→ **Stated task**:
Update the lines below so that every occurrence of "field log" reads "site inventory", and leave everything else as it stands.

** Start Materials provided **

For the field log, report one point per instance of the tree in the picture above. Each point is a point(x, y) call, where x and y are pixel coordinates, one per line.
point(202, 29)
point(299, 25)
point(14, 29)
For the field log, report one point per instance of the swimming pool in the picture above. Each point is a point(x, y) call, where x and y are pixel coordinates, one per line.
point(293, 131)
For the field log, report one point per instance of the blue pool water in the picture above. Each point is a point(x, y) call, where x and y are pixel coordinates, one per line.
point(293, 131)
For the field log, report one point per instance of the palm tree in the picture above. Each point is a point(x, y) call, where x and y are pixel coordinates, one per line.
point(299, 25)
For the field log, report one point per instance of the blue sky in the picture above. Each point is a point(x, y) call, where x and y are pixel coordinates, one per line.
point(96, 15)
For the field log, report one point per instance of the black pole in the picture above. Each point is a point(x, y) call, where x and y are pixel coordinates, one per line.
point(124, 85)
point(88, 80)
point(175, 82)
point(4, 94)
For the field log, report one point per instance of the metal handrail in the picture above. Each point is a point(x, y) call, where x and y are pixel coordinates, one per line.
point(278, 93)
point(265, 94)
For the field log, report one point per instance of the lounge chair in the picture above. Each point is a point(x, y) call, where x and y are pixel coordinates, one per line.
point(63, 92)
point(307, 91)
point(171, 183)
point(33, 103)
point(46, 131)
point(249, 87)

** End Materials provided **

→ **Output for this task**:
For the site inventory, report one point per instance of the tree in the picture above. Each point is a point(x, y) call, where x and y are pixel coordinates, one per line.
point(202, 29)
point(299, 25)
point(14, 29)
For the site inventory, report one point per instance of the swimming pool in the picture above. Each point is a point(x, y) call, where x and y are pixel coordinates, one per line.
point(293, 131)
For the site inventory, report one point per instance of the blue pool water in the picture above. Each point is a point(x, y) call, where x and y are pixel coordinates, one per line.
point(293, 131)
For the site inventory, report one point per instance of the palm tree in the picture above. Each point is a point(x, y) call, where x and y are pixel coordinates, one per line.
point(299, 25)
For the site inventory, report one point per instance of the blue sky in the picture above. Each point is a point(x, y) call, where x and y are pixel coordinates, one per line.
point(96, 15)
For the site inventory, report one point per instance of the black pole in the picture above. Each point is a point(x, y) call, where x and y are pixel coordinates, one per line.
point(124, 85)
point(88, 80)
point(175, 82)
point(4, 94)
For the site inventory, report one point per instance of the metal handrail in the picture above. Each point is a point(x, y) call, where x and y are pixel coordinates, one per line.
point(278, 93)
point(265, 94)
For the site inventory, report one point per instance of the lounge chair in the picture above. Each point is a point(x, y) call, where x and y are pixel coordinates, one per line.
point(63, 92)
point(307, 91)
point(171, 183)
point(33, 103)
point(46, 131)
point(249, 87)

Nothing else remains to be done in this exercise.